___ TEXT BLOCK

In addition, a wide collection of non-physical moves or non-thermal sampling approaches can be used. For the purposes of this work, the Boltzmann based Metropolis sampling and a nested ensemble based approach¹⁹ were used to generate the structures for each AL iteration. This was performed to gather information on both thermally relevant structures predicted by the neural network as well as higher energy structures, which may still be important for creating an accurate model. The Metropolis simulation was run for 5000 MC cycles at 300 K with the initial structure being randomly picked from the current neural network training pool. The nested ensemble simulations were run for another 5000 cycles. Here, a Monte Carlo cycle is defined as the number of moves such that on average each particle has a chance to move at least once. This is traditionally performed to facilitate a comparison to molecular dynamics, where every particle moves on the same time step. Thus, if there are N molecules in the system, a cycle is defined as N attempted moves.

Note that the nested sampling works by a halving approach with respect to the density of states. Initially, when the nested-MC simulation is performed, the atoms are allowed to move around freely with no rejection. During this stage, the probability as a function of system's potential energy is collected. After a specified number of cycles, the median energy value of the population is estimated from the probability distribution. This value now becomes the new maximum limit for the system. During the next run, if a given move will cause the system energy to go above the median value from the previous run, the move is rejected and returned to the previous state in a manner analogous to the Metropolis sampling. After the same amount of time, the median energy of this run is computed and used as the maximum limit of the next run. This is continuously applied until the system is stuck (implying a local minima has been found) or the maximum number of cycles is achieved.

The primary purpose of a nested sampling approach is that it is able to identify not only situations where a potential energy surface is under-predicted, but also situations where it is grossly over-predicted and will be naturally blocked from access under thermal sampling. It ensures a nice spread from very high energies (∼+0.01 eV per atom) down to the most stable configurations (≃0.42 eV per atom). This combats the entropic problems in sampling, where there are far more high energy structures than low energy ones and also combats problems associated with thermal sampling in that it can access high energy regions to look for configurations that are over-predicted by the neural network.

Testing of the NN

After the stochastic sampling step is completed, a set of 10 structures are gathered from the trajectory files of the Metropolis and nested sampling files. The real energy of these structures is computed and compared. For each structure, if the neural network prediction and the exact energy do not agree within a given tolerance, the structure is then added to the training pool to be used for the next AL iteration. This entire process is continued until the exit criteria is hit. For this work, we specified that if no new structures were added in 5 consecutive AL iterations, the potential has converged. For the addition tolerance, we specified that any structure with a difference greater than 1 meV between the real energy and predicted energy should be added to the training pool.

______

REQUIRED TASKS:
- 1) Update the sampling passage, everything from "After the stochastic" down to "the training pool.", putting "threshold" in place of "tolerance".
- 2) Can you take the sampling passage further, picking up after its final sentence?
The listing is separate material from the sampling passage.

___ DATA

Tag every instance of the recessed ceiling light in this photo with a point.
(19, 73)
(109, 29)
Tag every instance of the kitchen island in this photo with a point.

______

FINAL ANSWERS:
- 1)
After the stochastic sampling step is completed, a set of 10 structures are gathered from the trajectory files of the Metropolis and nested sampling files. The real energy of these structures is computed and compared. For each structure, if the neural network prediction and the exact energy do not agree within a given threshold, the structure is then added to the training pool to be used for the next AL iteration. This entire process is continued until the exit criteria is hit. For this work, we specified that if no new structures were added in 5 consecutive AL iterations, the potential has converged. For the addition threshold, we specified that any structure with a difference greater than 1 meV between the real energy and predicted energy should be added to the training pool.

- 2)
Initialization of the AL-NN

The initial neural network cannot be trained on zero data; therefore, a single structure is used to seed the initial neural network in order to kick off the training process. A reasonably minimized structure was chosen in order to ensure at least one low energy configuration was contained in the training set. Theoretically, one could begin with any number of seed structures, but for the purposes of evaluating the efficiency of this approach, the absolute minimal seed data were used. It is worth noting that one would require much more than one structure to train a NN, which has many weights or parameters that need to be optimized. During the early stages of configuration sampling using the (poorly trained) NN as the energy landscape, it is natural that the NN will generate wild high-energy configurations. The primary reason to start with just 1 configuration was to minimize the amount of user input and allow the algorithm to figure out what is needed on its own. A single seed structure was used as it is the bare minimum required to train the initial network since it's not possible to train a network on zero data. The initial network is of course very poor in quality because it lacks a lot of information. So, usually in the first several iterations, every structure is accepted into the training pool with a 100% acceptance rate. As the algorithm moves on, the network predictions improve incrementally as it continues to identify new structures. However, this is by design, since we are looking for the smallest training data that has the minimal human bias introduced into the training set. Seeding with too much data can cause problems associated with biasing or over-sampling of certain regions in the configurational space.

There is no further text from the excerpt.